*** Supplied material Section Begins ***

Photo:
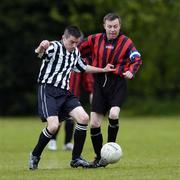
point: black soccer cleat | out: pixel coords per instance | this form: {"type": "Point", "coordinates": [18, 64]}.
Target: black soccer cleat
{"type": "Point", "coordinates": [33, 162]}
{"type": "Point", "coordinates": [79, 162]}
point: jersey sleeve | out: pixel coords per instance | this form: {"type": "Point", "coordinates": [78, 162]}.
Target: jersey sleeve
{"type": "Point", "coordinates": [80, 65]}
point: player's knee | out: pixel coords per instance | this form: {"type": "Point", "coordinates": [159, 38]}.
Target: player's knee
{"type": "Point", "coordinates": [53, 127]}
{"type": "Point", "coordinates": [114, 114]}
{"type": "Point", "coordinates": [84, 118]}
{"type": "Point", "coordinates": [95, 124]}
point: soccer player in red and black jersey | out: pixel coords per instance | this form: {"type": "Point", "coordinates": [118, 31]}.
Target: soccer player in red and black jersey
{"type": "Point", "coordinates": [110, 88]}
{"type": "Point", "coordinates": [77, 80]}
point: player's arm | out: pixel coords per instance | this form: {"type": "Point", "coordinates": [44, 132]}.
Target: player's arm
{"type": "Point", "coordinates": [92, 69]}
{"type": "Point", "coordinates": [135, 63]}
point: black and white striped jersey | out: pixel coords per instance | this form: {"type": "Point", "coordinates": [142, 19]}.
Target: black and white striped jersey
{"type": "Point", "coordinates": [57, 64]}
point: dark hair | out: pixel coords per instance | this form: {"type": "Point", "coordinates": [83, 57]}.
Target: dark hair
{"type": "Point", "coordinates": [72, 31]}
{"type": "Point", "coordinates": [111, 17]}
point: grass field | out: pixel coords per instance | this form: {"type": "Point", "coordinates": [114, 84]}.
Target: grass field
{"type": "Point", "coordinates": [151, 150]}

*** Supplied material Section Ends ***

» **The problem**
For this exercise, print all of the entries exactly as they appear, but without pictures.

» **Output of the task**
Photo:
point: black soccer cleat | out: pixel coords per instance | this form: {"type": "Point", "coordinates": [18, 64]}.
Target: black soccer cleat
{"type": "Point", "coordinates": [33, 162]}
{"type": "Point", "coordinates": [79, 162]}
point: jersey sleeve | out: pixel coords per instance | this form: {"type": "Point", "coordinates": [78, 162]}.
Target: jersey sleeve
{"type": "Point", "coordinates": [80, 65]}
point: player's knee | out: pixel coords per instance | this form: {"type": "Point", "coordinates": [159, 38]}.
Target: player's knee
{"type": "Point", "coordinates": [53, 127]}
{"type": "Point", "coordinates": [114, 114]}
{"type": "Point", "coordinates": [84, 118]}
{"type": "Point", "coordinates": [95, 124]}
point: soccer player in red and black jersey | out: pixel coords per instance | this form: {"type": "Point", "coordinates": [118, 31]}.
Target: soccer player in red and black jersey
{"type": "Point", "coordinates": [110, 88]}
{"type": "Point", "coordinates": [77, 80]}
point: player's arm | out: pixel coords per instance | this form: {"type": "Point", "coordinates": [44, 132]}.
Target: player's arm
{"type": "Point", "coordinates": [92, 69]}
{"type": "Point", "coordinates": [135, 63]}
point: black and white striped jersey | out: pixel coords per instance | this form: {"type": "Point", "coordinates": [142, 19]}.
Target: black and white striped jersey
{"type": "Point", "coordinates": [57, 64]}
point: dark hair | out: pixel coords per instance | this form: {"type": "Point", "coordinates": [83, 57]}.
Target: dark hair
{"type": "Point", "coordinates": [72, 31]}
{"type": "Point", "coordinates": [111, 17]}
point: grass field | out: pixel coords per instance | this form: {"type": "Point", "coordinates": [114, 84]}.
Target: grass field
{"type": "Point", "coordinates": [151, 150]}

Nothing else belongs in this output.